- _Assigned task_
Without the images, set down each entry exactly.
::::::::
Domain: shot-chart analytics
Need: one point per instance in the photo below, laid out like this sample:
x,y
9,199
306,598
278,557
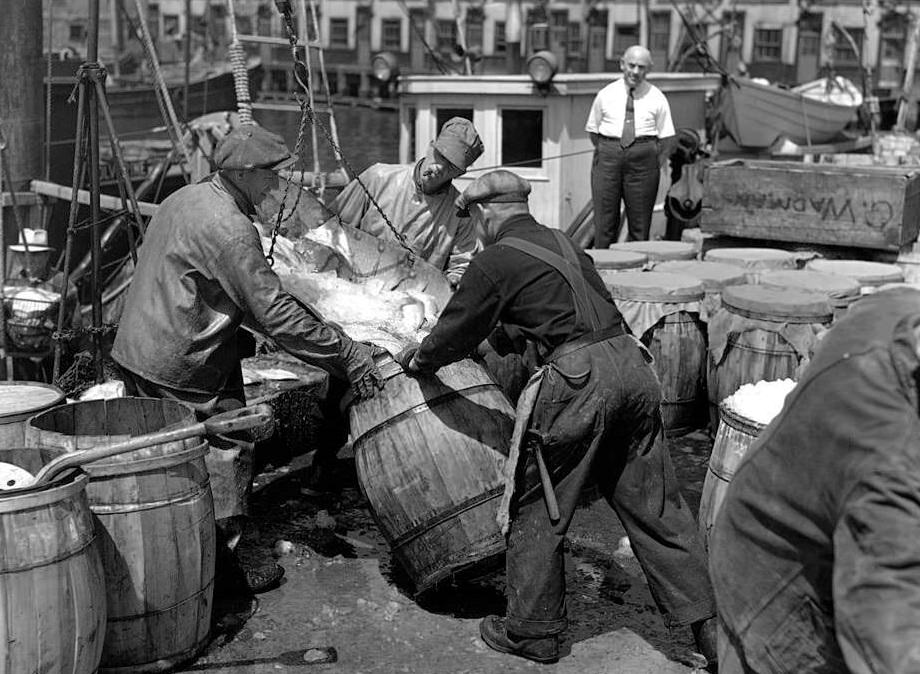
::::::::
- _Exercise answer_
Domain: shot-chart analytics
Need: one point per instance in the photo below, laid out like this sample:
x,y
9,199
306,598
278,557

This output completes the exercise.